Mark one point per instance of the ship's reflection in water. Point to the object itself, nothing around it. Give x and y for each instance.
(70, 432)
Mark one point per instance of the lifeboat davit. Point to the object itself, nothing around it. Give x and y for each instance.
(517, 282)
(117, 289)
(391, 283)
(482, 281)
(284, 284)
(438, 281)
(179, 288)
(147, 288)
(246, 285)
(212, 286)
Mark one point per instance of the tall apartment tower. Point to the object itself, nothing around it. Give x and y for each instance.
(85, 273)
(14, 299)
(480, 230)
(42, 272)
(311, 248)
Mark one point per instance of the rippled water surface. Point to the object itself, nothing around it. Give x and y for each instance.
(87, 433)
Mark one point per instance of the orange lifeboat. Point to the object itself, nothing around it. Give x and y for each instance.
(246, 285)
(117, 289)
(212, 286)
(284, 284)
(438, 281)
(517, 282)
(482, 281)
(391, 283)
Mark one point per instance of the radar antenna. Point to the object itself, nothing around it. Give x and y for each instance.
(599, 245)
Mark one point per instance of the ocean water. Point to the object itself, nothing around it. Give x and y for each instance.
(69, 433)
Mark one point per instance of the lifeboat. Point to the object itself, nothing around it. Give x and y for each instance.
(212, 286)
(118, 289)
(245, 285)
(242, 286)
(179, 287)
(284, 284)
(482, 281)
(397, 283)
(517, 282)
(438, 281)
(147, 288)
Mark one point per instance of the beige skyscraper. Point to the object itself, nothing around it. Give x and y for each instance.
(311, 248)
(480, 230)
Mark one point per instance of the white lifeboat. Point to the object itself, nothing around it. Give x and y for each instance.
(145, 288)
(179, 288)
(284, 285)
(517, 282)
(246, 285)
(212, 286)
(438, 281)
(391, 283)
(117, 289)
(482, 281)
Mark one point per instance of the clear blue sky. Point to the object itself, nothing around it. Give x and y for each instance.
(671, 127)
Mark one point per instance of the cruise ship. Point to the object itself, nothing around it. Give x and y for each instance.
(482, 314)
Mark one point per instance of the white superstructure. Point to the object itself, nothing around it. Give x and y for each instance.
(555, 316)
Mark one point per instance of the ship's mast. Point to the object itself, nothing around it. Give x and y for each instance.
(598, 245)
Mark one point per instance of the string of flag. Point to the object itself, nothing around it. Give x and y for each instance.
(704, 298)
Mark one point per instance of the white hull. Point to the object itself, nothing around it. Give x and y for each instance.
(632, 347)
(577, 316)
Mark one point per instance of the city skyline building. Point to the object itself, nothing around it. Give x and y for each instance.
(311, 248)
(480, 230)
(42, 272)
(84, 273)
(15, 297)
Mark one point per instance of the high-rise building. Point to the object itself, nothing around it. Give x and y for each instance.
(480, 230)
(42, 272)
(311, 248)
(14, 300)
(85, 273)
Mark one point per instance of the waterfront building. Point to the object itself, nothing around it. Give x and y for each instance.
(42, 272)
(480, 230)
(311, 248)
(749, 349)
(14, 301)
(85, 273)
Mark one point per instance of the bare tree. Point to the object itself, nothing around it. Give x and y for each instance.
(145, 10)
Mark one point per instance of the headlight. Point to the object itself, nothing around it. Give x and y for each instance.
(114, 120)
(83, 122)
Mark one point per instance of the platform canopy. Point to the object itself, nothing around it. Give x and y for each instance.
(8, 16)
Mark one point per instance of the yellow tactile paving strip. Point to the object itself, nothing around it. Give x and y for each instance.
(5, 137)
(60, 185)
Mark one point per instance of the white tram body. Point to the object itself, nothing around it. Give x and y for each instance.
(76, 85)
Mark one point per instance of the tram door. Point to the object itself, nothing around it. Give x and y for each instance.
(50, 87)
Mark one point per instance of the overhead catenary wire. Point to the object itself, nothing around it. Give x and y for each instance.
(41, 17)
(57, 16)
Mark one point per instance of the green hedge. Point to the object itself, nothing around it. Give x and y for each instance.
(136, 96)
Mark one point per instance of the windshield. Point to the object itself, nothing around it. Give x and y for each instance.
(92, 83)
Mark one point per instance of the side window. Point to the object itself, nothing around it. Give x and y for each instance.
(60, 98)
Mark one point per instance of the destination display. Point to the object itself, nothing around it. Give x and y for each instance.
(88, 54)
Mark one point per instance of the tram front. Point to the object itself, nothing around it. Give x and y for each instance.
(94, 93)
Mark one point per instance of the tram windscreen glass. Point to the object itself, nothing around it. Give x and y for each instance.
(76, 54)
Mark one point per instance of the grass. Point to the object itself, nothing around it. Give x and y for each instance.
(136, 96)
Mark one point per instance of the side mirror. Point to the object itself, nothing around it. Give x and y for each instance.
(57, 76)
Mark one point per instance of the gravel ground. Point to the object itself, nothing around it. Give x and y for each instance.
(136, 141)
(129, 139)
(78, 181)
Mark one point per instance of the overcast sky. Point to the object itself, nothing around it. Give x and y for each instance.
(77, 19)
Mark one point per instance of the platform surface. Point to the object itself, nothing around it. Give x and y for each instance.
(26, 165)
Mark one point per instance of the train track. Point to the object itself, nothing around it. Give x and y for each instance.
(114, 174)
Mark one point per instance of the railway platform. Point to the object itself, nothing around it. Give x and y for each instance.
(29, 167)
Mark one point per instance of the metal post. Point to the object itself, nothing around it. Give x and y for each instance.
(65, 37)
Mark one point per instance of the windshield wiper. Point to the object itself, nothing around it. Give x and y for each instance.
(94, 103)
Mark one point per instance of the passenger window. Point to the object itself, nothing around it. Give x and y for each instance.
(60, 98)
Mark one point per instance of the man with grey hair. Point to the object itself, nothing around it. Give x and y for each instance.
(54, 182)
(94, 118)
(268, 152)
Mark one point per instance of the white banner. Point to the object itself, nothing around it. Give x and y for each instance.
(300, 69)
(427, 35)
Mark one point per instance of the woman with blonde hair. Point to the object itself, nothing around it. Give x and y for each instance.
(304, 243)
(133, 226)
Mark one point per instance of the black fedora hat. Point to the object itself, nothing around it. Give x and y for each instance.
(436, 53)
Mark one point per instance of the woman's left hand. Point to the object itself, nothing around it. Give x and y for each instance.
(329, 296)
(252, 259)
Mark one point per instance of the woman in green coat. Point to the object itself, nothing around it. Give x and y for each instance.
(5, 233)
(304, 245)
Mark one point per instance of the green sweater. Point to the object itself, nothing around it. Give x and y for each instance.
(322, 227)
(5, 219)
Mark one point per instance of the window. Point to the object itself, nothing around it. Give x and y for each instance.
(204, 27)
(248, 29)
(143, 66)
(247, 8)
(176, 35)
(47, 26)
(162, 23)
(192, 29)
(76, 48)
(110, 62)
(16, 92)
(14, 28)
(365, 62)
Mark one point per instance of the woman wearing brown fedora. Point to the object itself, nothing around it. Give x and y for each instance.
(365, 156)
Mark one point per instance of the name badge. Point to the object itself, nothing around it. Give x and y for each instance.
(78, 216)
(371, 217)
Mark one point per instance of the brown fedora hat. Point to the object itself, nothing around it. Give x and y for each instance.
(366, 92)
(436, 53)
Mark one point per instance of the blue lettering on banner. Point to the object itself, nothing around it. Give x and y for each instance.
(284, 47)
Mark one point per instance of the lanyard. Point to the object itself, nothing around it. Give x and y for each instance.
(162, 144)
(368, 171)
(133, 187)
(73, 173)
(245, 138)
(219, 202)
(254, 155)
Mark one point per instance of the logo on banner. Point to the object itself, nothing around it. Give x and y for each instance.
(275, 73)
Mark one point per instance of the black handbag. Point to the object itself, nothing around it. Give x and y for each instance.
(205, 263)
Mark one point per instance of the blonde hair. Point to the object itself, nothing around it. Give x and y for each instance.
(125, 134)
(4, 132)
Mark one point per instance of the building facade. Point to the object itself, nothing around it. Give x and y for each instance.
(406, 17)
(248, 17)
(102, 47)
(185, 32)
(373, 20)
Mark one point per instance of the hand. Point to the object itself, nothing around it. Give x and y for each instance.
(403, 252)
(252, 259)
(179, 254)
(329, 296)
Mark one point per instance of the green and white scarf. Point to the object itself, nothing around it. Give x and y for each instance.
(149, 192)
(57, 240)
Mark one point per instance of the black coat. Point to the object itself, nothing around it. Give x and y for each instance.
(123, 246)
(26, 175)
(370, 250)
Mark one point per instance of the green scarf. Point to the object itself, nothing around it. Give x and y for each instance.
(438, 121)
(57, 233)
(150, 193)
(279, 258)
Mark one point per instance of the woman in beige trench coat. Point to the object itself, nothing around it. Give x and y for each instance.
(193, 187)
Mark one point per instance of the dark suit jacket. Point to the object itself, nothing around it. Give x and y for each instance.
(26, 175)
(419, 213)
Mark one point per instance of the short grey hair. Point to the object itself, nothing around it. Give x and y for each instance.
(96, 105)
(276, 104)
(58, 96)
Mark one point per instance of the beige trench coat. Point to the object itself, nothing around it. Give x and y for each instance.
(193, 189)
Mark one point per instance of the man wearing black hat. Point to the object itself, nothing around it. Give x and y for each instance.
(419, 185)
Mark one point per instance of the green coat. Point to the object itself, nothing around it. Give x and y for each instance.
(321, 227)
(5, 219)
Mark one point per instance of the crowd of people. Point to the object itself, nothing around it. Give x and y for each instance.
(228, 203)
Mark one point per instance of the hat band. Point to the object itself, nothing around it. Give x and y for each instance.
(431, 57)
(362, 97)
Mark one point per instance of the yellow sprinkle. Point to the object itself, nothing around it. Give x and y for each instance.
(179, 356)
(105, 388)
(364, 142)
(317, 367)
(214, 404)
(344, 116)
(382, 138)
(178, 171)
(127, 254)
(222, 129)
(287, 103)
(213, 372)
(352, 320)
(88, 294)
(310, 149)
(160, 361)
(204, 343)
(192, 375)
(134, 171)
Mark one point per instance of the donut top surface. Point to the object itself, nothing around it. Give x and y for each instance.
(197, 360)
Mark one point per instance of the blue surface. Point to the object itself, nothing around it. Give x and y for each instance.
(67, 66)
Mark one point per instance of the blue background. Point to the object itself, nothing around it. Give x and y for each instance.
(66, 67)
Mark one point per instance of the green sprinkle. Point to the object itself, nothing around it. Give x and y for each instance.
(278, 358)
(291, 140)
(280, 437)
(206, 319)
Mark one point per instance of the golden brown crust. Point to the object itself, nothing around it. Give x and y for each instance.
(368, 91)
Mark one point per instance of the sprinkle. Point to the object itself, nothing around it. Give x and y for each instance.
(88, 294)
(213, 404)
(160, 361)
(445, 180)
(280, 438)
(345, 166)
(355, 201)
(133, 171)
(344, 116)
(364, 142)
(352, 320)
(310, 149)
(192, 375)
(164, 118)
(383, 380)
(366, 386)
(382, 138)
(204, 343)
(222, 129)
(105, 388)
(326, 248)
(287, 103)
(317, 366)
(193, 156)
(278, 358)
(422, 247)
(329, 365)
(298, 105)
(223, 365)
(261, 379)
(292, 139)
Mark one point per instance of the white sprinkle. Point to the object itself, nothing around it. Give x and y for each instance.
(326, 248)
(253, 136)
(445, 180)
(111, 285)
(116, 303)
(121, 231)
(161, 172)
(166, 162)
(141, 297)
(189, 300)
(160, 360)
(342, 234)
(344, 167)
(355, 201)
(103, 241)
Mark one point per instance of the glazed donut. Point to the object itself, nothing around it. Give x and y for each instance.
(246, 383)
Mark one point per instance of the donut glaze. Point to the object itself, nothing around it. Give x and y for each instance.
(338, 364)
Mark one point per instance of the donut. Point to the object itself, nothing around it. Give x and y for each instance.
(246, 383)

-*-

AIM = Transcribe only the trailing portion of the entries above: the line that contains "Mark one point per instance of the white sprinkle." and each line after it.

ANSWER BELOW =
Mark one point per instance of the white sprinkle. Point to the object itself, nothing around it. Give x and y for each instance.
(326, 248)
(253, 136)
(445, 180)
(111, 285)
(116, 303)
(121, 231)
(161, 172)
(166, 162)
(141, 297)
(189, 300)
(160, 360)
(342, 234)
(344, 167)
(355, 201)
(103, 241)
Mark one point per instance of the glazed donut. Point to the object itself, nothing around it. Give x and y for each instance.
(246, 383)
Mark one point per instance of the donut glaze. Point to the object itself, nothing around it. Give x and y for each instance.
(338, 364)
Mark one point per instance of the donut. Point to the object itself, nothing around it. Give x and y for each instance.
(246, 383)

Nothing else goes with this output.